Point-per-instance localization data
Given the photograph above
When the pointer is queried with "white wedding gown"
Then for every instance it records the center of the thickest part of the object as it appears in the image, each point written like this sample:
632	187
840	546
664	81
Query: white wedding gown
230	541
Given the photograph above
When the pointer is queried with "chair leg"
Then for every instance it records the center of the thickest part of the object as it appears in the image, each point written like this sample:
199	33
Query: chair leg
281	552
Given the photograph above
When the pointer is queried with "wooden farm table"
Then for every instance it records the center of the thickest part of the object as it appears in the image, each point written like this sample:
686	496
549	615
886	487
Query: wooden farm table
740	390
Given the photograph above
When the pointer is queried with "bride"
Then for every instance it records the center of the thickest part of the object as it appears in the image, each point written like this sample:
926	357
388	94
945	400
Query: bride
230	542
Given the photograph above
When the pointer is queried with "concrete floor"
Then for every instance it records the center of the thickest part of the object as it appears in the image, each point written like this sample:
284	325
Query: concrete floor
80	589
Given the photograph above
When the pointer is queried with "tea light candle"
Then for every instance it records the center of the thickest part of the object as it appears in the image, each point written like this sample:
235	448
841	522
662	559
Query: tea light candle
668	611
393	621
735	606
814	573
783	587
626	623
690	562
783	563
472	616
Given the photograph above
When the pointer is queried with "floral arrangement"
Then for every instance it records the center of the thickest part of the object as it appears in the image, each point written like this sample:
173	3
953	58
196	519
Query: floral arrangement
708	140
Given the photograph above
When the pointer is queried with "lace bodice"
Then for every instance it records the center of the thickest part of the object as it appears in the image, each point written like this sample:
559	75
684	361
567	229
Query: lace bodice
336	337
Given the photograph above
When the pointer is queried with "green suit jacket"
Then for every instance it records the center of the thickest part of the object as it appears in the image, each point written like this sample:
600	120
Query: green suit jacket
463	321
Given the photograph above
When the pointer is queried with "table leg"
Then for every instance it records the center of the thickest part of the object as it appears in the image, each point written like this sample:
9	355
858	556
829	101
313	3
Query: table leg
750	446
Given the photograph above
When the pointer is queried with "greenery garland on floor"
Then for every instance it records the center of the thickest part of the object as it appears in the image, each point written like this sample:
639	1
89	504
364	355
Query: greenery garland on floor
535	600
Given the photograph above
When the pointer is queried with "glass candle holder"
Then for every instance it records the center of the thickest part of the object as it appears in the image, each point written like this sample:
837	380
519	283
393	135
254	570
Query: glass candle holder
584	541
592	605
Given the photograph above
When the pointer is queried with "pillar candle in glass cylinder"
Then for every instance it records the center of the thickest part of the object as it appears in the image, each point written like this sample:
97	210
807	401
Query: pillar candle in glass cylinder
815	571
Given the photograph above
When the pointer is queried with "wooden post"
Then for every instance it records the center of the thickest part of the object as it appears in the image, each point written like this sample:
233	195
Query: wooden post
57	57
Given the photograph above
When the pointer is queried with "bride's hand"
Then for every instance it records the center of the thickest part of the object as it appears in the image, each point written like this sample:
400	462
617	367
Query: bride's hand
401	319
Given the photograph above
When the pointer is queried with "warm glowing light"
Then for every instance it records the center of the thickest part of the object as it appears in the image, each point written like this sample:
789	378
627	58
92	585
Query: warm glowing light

• WHAT YOU HAVE TO DO:
Quote every entry exactly.

• RESPONSE BELOW:
Given the photograph above
When the pointer is queried with "white wedding gown"
Then for every instance it records the center of the thickest part of the object as it appears in the image, each point written like this sample:
632	187
840	546
664	81
Query: white wedding gown
230	541
Given the photograph above
When the pointer is queried with "chair leg"
Then for every instance it records the center of the thickest part of the object as it appears in the image, each point written like this sample:
199	33
Query: chair leg
281	552
Given the photograph above
When the pointer is queried with "wooden farm table"
Then for every instance it records the center of the thickest part of the object as it appears in the image, each point written like this sample:
686	496
549	615
886	487
Query: wooden farm table
740	390
Given the photograph above
When the pointer is queried with "bride"
Then for every instance it records the center of the thickest part of the object as it appears in the image, each point written like this sample:
926	357
388	94
945	400
Query: bride
230	542
Given the photograph above
When the pointer is queried with "concrete floor"
Then for every instance it records the center of the thickest part of the object as it appears in the image, each point written like this sample:
284	325
Query: concrete floor
80	589
Given the photograph above
When the pointer is queried with "tea light candle"
Then for every instance it records the center of the thickest part of the object as it appears in the image, each point written like this sample:
235	448
841	522
662	559
Query: tea light candle
668	611
393	621
735	606
814	573
783	587
626	623
690	562
783	563
472	616
Given the photograph above
When the pointer is queried with "floral arrangement"
Then for every instance it records the center of the thickest part of the object as it appears in the image, each point written like this sample:
173	3
953	58
196	519
Query: floral arrangement
708	140
Given the photograph above
When the pointer is queried with "lace bodice"
Then for every instance it records the center of the thickest part of the object as it appears in the image, each point written like this sample:
559	75
684	361
567	229
Query: lace bodice
336	337
Given the photograph above
When the pointer is queried with "green suit jacket"
Then for every instance it records the center of the thickest part of the object as it appears in the image, each point written like this sample:
600	120
Query: green suit jacket
463	321
Given the photograph above
When the pointer is queried with "table leg"
Then for every instance it records the center of the thickest part of the object as it appears in the image, each point written like this sample:
9	355
858	556
829	101
313	3
Query: table leg
750	446
Given the photograph above
When the pointer is queried with "greenery garland on floor"
Then for every instance it records the center of the thickest part of the object as it appears in the image, each point written like this sample:
639	1
89	504
364	355
Query: greenery garland on floor
535	600
Given the photograph above
When the pointer is queried with "glass candle holder"
Then for every instance it records the center of the thickest part of the object as it appears in the image, each point written like this sample:
837	380
519	283
393	135
254	570
Query: glass candle holder
584	541
592	605
Given the photograph above
When the pointer is queried with "pillar candle in glass cylinder"
Then for every instance it records the center of the thickest part of the object as it appears in the image, each point written like this sample:
97	210
807	401
Query: pillar candle in glass cylinder
815	571
Given the photograph above
When the pointer is queried with "wooden post"
Then for every instance it records the center of the thickest part of the object as it appears in the image, each point written like this sample:
233	195
Query: wooden post
57	57
Given the photograph above
When the pointer is queried with "bride's hand"
Then for every instance it records the center of the thickest part of the object as it appears in the image, each point written like this sample:
400	462
617	367
Query: bride's hand
401	319
Given the photograph above
When the pointer is queried with "warm glowing light"
Then for every instance it records the center of the thickest part of the object as it appears in the image, each point written like this sample:
789	378
627	58
92	585
Query: warm glowing light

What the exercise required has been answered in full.